— START OF DATA FOR THIS TASK —

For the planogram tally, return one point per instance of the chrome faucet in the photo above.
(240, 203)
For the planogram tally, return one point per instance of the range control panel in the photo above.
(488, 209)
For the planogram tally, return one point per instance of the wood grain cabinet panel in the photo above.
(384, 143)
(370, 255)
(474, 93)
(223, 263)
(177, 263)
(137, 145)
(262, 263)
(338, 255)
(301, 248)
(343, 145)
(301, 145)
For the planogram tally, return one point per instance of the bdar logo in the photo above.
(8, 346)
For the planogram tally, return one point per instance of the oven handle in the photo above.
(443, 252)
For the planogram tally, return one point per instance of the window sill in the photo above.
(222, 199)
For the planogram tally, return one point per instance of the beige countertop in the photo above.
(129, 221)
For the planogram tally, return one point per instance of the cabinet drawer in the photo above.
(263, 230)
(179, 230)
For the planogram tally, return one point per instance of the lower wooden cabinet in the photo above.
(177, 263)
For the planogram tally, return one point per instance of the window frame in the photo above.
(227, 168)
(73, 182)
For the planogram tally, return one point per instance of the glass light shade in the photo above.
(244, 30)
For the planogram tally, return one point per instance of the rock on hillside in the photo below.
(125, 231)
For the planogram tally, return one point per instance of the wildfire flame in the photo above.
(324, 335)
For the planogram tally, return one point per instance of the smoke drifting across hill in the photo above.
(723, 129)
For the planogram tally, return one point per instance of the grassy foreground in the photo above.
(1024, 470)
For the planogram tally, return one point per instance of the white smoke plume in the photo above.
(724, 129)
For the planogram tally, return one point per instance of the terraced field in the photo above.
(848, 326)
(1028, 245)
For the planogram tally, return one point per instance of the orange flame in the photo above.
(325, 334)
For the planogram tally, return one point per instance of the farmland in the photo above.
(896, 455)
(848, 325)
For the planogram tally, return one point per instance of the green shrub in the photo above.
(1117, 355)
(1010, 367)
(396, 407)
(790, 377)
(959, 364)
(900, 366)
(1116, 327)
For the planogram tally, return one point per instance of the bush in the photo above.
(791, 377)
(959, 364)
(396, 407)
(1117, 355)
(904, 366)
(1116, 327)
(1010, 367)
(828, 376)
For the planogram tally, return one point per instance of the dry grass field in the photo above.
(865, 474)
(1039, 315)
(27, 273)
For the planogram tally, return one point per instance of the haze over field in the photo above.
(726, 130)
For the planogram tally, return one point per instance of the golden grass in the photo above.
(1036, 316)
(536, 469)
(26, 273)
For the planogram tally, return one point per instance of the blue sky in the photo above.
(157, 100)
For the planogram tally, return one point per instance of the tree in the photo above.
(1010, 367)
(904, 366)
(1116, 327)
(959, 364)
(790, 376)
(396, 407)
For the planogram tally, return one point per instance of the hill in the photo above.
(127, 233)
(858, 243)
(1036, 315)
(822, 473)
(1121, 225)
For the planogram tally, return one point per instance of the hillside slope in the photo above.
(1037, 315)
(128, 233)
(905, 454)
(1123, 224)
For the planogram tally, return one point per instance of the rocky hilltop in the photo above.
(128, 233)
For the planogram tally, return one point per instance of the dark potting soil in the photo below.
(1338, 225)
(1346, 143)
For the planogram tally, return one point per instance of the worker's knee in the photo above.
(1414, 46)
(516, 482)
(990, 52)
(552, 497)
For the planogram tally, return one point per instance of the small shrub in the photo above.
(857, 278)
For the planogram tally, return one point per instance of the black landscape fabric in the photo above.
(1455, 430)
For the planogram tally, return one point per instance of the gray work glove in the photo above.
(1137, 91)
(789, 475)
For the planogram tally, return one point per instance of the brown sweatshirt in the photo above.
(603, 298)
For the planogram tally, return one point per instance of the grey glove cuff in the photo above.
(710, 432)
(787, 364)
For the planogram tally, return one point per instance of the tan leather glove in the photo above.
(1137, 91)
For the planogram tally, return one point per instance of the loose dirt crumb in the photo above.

— END OF DATA FOR THIS TASK —

• **EXERCISE TASK**
Copy out every line above character for character, with no changes.

• **RESPONSE FOR THIS EXERCISE**
For the planogram tally, return one point per instance of the chrome faucet in the photo above.
(240, 203)
For the planogram tally, return one point per instance of the range control panel in the photo above.
(488, 209)
For the planogram tally, return one point per instance of the wood grain cabinet panel in the photo above.
(384, 143)
(370, 255)
(474, 93)
(223, 263)
(177, 263)
(137, 145)
(262, 263)
(338, 255)
(301, 248)
(343, 145)
(301, 145)
For the planogram tally, return one point per instance of the bdar logo in the photo above.
(8, 346)
For the planogram tally, return one point per instance of the oven handle in the photo above.
(443, 252)
For the planogram tally, return one point per instance of the window sill in the photo above.
(222, 199)
For the planogram tally, return one point per instance of the beige countertop in the photo above.
(129, 221)
For the planogram tally, return one point per instance of the cabinet drawer in the photo above.
(263, 230)
(179, 230)
For the planogram tally, return one point per instance of the lower wooden cabinet in the photo above.
(177, 263)
For the planogram tally, return one point per instance of the window frame in the photo above.
(227, 168)
(73, 182)
For the planogram tally, return one point per instance of the glass light shade in the photo above.
(244, 30)
For the planogram tally, return one point per instance of the rock on hillside in the photo below.
(125, 231)
For the planogram tally, return one point per instance of the wildfire flame in the photo above.
(324, 335)
For the planogram tally, return one point per instance of the smoke drifting across hill in the photo above.
(723, 129)
For the planogram tally, return one point per instance of the grassy foreground in the photo above.
(1024, 470)
For the planogram tally, return one point per instance of the white smoke plume in the photo above.
(724, 129)
For the planogram tally, return one point per instance of the terraced field in the photo above.
(848, 326)
(1028, 245)
For the planogram tally, return one point per instance of the orange flame in the photo above.
(325, 334)
For the planogram tally, return one point per instance of the farmland in the photo above.
(896, 455)
(848, 325)
For the planogram tally, return one point per instance of the green shrub in the photo above.
(1117, 355)
(1010, 367)
(396, 407)
(790, 377)
(959, 364)
(900, 366)
(1116, 327)
For the planogram tally, return one point per instance of the bush in the photo above.
(791, 377)
(959, 364)
(396, 407)
(1117, 355)
(904, 366)
(1116, 327)
(1010, 367)
(828, 376)
For the planogram tally, return one point per instance of the dry grass field in the photo above.
(865, 474)
(1039, 315)
(27, 273)
For the planogram tally, return one point per instance of the haze over field in the photo above.
(726, 130)
For the planogram tally, return one point per instance of the golden grass in the photo above.
(1036, 316)
(536, 469)
(26, 273)
For the planogram tally, return one point per instance of the blue sky in the photo above.
(157, 100)
For the planogram tally, return one point per instance of the tree in the photo above.
(1010, 367)
(904, 366)
(1116, 327)
(959, 364)
(790, 376)
(396, 407)
For the planogram tally, return one point per instance of the hill in the photo above.
(127, 233)
(858, 243)
(1036, 315)
(822, 473)
(1121, 225)
For the planogram tally, return one point per instance of the hillside slope in the photo above.
(1037, 315)
(128, 233)
(905, 454)
(1123, 224)
For the planogram tally, return one point per instance of the rocky hilltop in the photo above.
(128, 233)
For the planogram tally, return one point per instance of the dark potting soil in the photo below.
(1338, 225)
(1346, 143)
For the planogram tally, return one point per instance of the worker's knee in the photo above.
(1414, 46)
(516, 482)
(990, 52)
(552, 497)
For the planogram tally, return one point per instance of the small shrub in the photo above.
(857, 278)
For the planogram tally, return one point per instance of the black landscape fabric in the photo above.
(1455, 430)
For the planogram tally, return one point per instance of the gray work glove in the photo above.
(1137, 91)
(789, 475)
For the planogram tally, return one point per instance of the brown sweatshirt in the photo above.
(603, 298)
For the planogram tally, return one point per instance of the grey glove cuff in the photo above.
(710, 432)
(787, 364)
For the planogram tally, return one point per instance of the tan leather glove in the photo above.
(1137, 91)
For the planogram tally, return one point per instance of the loose dirt crumb in the photo above.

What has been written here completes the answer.